## Point labeling dataset excerpts
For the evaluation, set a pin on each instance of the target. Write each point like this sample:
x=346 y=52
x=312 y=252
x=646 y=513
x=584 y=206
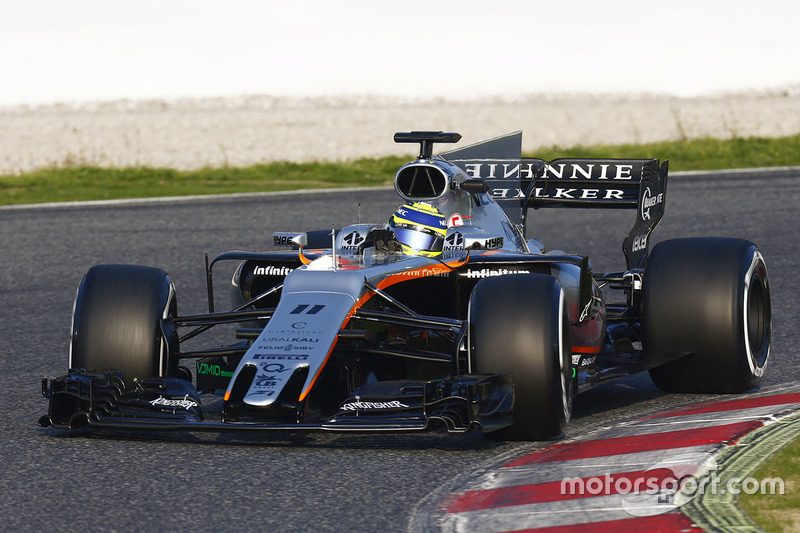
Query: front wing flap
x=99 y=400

--

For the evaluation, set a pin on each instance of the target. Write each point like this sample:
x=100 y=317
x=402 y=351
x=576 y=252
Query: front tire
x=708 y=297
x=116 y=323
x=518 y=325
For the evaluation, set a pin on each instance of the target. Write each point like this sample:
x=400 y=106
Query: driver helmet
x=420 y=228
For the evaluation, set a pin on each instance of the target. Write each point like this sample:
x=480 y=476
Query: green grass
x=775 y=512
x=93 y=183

## Given problem
Pick out each line in the rows above that contains the word "front". Copy those lines in full.

## Response to this task
Query: front wing flap
Query: front tire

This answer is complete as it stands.